What to produce :: For the listing below, output exactly the lines from the line with "point | a marker on each instance of the woman's curly" up to and including the line with "target | yellow classic car", and no other lines.

Recorded information ::
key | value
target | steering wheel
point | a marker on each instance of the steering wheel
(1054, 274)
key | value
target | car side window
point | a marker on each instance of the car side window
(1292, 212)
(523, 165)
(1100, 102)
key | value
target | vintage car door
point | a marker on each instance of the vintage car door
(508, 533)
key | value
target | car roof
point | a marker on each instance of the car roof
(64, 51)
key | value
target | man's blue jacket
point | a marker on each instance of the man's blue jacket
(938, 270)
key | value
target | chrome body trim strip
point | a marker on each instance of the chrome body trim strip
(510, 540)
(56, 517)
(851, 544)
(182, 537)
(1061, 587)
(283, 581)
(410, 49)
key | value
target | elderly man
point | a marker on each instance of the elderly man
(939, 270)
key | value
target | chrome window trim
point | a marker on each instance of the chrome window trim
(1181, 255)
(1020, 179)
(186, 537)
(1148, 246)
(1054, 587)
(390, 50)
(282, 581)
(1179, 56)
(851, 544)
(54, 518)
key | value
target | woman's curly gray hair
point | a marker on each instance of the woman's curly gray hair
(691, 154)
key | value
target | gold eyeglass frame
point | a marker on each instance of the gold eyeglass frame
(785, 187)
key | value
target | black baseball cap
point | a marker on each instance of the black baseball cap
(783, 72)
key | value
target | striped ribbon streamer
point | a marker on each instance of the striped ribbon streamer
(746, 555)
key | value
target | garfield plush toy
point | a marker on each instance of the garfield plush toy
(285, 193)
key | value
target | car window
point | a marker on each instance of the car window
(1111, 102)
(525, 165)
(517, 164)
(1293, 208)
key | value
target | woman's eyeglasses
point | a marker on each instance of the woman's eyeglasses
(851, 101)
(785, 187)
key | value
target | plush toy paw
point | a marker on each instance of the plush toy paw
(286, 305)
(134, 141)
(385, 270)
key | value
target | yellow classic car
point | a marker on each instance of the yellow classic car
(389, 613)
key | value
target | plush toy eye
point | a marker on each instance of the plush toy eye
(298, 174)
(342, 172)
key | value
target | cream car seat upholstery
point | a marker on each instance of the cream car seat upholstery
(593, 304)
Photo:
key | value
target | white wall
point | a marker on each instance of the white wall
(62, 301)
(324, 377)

Expected answer ::
point | a marker on each instance of the woman's curly gray hair
(691, 154)
key | value
target | gold eyeglass frame
point | a marker on each instance of the gold eyeglass frame
(785, 187)
key | value
target | black baseball cap
point | a marker on each instance of the black baseball cap
(783, 72)
key | value
target | striped ribbon streamer
point | a marker on each instance of the striped ribbon streamer
(746, 555)
key | value
target | garfield plush toy
point | a marker on each instance of the garfield plush toy
(285, 193)
key | value
target | car window
point | a marker on each instance of the car window
(1111, 102)
(525, 165)
(517, 164)
(1293, 208)
key | value
target | woman's eyeglasses
point | a marker on each instance of the woman's eyeglasses
(851, 101)
(785, 187)
key | value
target | plush toy paw
point | a marker on each instance of the plush toy paw
(286, 305)
(134, 141)
(385, 270)
key | value
target | yellow classic car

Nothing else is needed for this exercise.